* start Material to process *
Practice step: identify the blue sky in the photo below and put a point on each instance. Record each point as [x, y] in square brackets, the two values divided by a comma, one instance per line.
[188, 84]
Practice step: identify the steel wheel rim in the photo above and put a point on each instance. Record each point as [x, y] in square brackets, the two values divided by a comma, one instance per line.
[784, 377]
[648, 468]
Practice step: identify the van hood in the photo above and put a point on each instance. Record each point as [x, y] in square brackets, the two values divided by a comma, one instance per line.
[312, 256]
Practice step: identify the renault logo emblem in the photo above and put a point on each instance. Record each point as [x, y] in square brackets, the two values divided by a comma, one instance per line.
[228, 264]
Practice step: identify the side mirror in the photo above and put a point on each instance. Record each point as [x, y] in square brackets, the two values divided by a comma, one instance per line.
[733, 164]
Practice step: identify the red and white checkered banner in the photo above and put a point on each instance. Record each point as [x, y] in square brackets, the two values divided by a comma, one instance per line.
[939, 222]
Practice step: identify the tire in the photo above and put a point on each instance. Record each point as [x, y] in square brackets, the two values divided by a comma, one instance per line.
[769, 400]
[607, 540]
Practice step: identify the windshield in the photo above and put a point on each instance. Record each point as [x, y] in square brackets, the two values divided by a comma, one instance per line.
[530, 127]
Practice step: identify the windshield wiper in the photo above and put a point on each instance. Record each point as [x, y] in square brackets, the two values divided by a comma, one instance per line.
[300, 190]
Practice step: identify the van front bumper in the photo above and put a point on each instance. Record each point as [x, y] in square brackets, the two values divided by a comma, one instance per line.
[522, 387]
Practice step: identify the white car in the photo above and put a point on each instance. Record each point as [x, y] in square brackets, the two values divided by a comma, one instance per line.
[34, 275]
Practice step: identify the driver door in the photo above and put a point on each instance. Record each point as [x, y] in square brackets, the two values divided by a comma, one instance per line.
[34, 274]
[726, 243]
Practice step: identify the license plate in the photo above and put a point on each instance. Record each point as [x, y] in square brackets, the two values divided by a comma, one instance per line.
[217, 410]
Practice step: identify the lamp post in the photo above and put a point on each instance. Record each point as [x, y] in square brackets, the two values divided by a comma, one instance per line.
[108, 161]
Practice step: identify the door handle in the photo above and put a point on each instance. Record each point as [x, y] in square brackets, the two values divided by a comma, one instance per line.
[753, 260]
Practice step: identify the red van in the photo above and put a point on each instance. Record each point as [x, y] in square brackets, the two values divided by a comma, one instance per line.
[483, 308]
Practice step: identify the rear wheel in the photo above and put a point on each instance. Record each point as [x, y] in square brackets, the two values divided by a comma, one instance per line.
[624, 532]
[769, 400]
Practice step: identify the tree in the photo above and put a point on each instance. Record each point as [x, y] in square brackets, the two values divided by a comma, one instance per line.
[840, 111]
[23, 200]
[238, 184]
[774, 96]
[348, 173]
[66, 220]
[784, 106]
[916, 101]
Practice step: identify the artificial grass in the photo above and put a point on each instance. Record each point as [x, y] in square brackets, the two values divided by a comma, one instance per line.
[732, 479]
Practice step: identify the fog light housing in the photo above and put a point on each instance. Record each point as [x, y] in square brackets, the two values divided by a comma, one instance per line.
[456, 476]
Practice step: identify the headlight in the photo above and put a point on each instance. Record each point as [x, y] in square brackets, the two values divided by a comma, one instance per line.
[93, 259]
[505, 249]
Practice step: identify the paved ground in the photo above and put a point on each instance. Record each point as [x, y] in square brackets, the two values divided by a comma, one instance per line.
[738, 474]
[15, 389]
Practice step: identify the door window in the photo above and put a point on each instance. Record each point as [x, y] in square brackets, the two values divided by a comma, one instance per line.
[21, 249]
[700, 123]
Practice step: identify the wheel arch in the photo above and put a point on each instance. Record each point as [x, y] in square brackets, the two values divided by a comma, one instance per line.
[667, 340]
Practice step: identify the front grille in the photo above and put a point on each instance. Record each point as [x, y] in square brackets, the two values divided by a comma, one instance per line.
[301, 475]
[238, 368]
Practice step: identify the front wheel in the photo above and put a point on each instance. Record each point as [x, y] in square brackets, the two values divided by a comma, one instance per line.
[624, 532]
* end Material to process *
▸ **Do this**
Quote each line of the data above exactly as written.

▸ **Exercise response**
Practice step: identify the blue sky in the photo below and put a point on each instance. Record each point as [x, y] in square brackets, the two values divided by a comma, one instance per line.
[188, 84]
Practice step: identify the steel wheel rim in the photo above and put a point on each instance. Record each point as [x, y] in square brackets, the two values divided by a comma, one instance per line.
[784, 377]
[648, 468]
Practice step: identify the van hood in the photo above and put a point on each instance. Record each point as [x, y] in square brackets, the two values divided by a comma, one instance per line.
[312, 256]
Practice step: identify the renault logo emblem in the photo above and put a point on each instance. Record each point as [x, y] in square brackets, the two values divided by a comma, one instance per line.
[228, 264]
Practice step: identify the side mirror in the photo above and put a point on each instance. Record each point as [x, y] in square brackets, the two values divided by a comma, one instance per line.
[733, 164]
Practice step: identify the red and white checkered banner in the photo above and put a point on each instance. Record each point as [x, y] in square brackets, the two values divided by a comma, one instance per line.
[939, 222]
Practice step: identify the tire in the photo above and put a point on each instance. Record each point as [x, y] in square brackets, the two values divided by a comma, one instance per line.
[769, 400]
[607, 540]
Practice step: identify the windshield in the photo above and put a point on each instance. Record each point as [x, y] in square brackets, the two values divided by a comma, one instance per line.
[530, 127]
Practice step: identify the windshield wiper in the photo above and put a point on each instance. Record each point as [x, y] in square brackets, the two values divided by a comma, one instance per line.
[300, 190]
Practice step: identify the van front bumper in the photo above and put a point on each instance. Record each point as [x, y] in square brackets, the two values divided by a comma, one instance per line.
[522, 387]
Practice step: identify the white car in the photo above and put a point on each instance. Record each point as [x, y] in square brackets, the two values divided by a comma, one instance per line.
[34, 275]
Practice step: identify the driver door in the photo above and put a point on each instance. Record each point as [x, y] in square brackets, the two values divided by a comma, one instance per line.
[34, 274]
[726, 243]
Practice step: identify the license plate in the photo above and put a point on each instance. Record each point as [x, y] in square brackets, the two values divided by a comma, one instance per line.
[217, 410]
Practice step: identify the lamp post in the photo above and put a point on each instance. Record each point as [x, y] in square brackets, the two values divided by a comma, one instance per line.
[108, 161]
Practice step: identify the door handle in the photo above and put a point on each instance. Record each point as [x, y] in square brackets, the two values divided by a comma, one instance per line.
[753, 260]
Practice step: identify the red van in the photo above and put a point on each instance. Record each point as [x, y] in square brackets, the two values divided by a comma, one instance per line.
[483, 308]
Practice step: identify the rear wheel in the photo above and put a point on each instance. Record each point as [x, y] in square brackets, the two values divided by a comma, one instance per line.
[624, 532]
[769, 400]
Practice step: identify the tree in the photo above and put a point on each instance. Record each point as [x, y] in square brackets, the two values divided by a comma, one instance per line.
[840, 111]
[23, 200]
[238, 184]
[774, 96]
[348, 173]
[66, 220]
[784, 106]
[916, 101]
Practice step: identify the artificial grass in the photo above and put a point on each instance. Record each point as [x, y] in square brackets, the two values divided by a comma, one instance per line.
[732, 479]
Practice step: identify the fog light housing in the photo above and put a point on each instance. Record each point as [x, y] in square brackets, the two values divided by a comma, one instance per line.
[456, 476]
Practice step: identify the headlight in the photo above and put a point on each instance. Record each point as [x, y] in square brackets, the two values divided by a comma, one instance per line.
[93, 259]
[505, 249]
Practice step: identify the paved ground in the photo above and put a point on each instance. Record each point as [x, y] in square brackets, the two values divided by a comma, one instance per line.
[738, 474]
[15, 389]
Practice step: identify the door window in the photo above and put a point on each instance. Record each point as [x, y] in square brackets, the two values divided by a comma, one instance per line.
[21, 249]
[700, 123]
Practice step: identify the wheel arch in the photo above and put a point on each instance. Record each point as [x, y] in square brackets, the two values divided by a comma, one instance per line.
[667, 340]
Practice step: identify the front grille in the photo above and put a point on each instance. Record each point as [x, y] in square brackets, the two values divided by a comma, one instance per line.
[301, 475]
[238, 368]
Practice step: identify the front wheel in the photo above and put a point on each instance. Record each point as [x, y] in square brackets, the two values divided by a comma, one instance per line.
[624, 532]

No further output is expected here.